TEXT SHOWN =
When do you have to deposit TDS?

Your employer will deduct the TDS from the salary payable to you and deposit the same to the government on or before the 7th of the following month from the end of month in which tax is deducted. For example if you are paid the salary in the month of January, your employee has to deposit the TDS by 7th of February.

But for the month of March, there are 2 cases for deduction of TDS

Case 1: If you are a government employee, your TDS would be deposited by 7th April.

Case 2: If you are a non Government employee, your TDS would be deposited by 30th April.

The TDS would be deposited to the government through Challan No. 281

Since TDS is calculated on an average rate, it may happen that excess tax is deposited with the government. In such cases you can expect a tax refund after you complete your e-filing procedure within 120 days of the filing of your income tax return.

Standard deduction

The Interim Budget announced by Finance Minister this year has brought a major relief to the salaried taxpayers and pensioners. The standard deduction of INR 40000 that was applicable for the AY 19–20 has been increased to INR 50000 for the AY 20–21.

What is standard deduction?

DATASET EXCERPT =
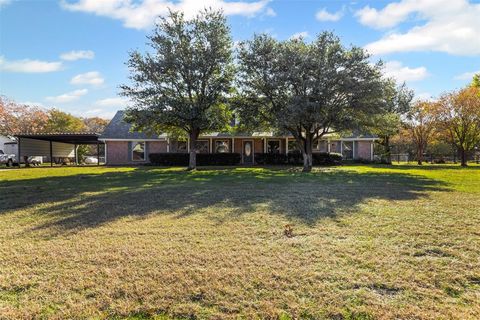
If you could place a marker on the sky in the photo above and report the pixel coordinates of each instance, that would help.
(71, 54)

TRY IT = Using the text on depositing TDS above, list every specific calendar date it gives as a deadline for depositing TDS.

SOLUTION TO THE EXERCISE =
7th of February
7th April
30th April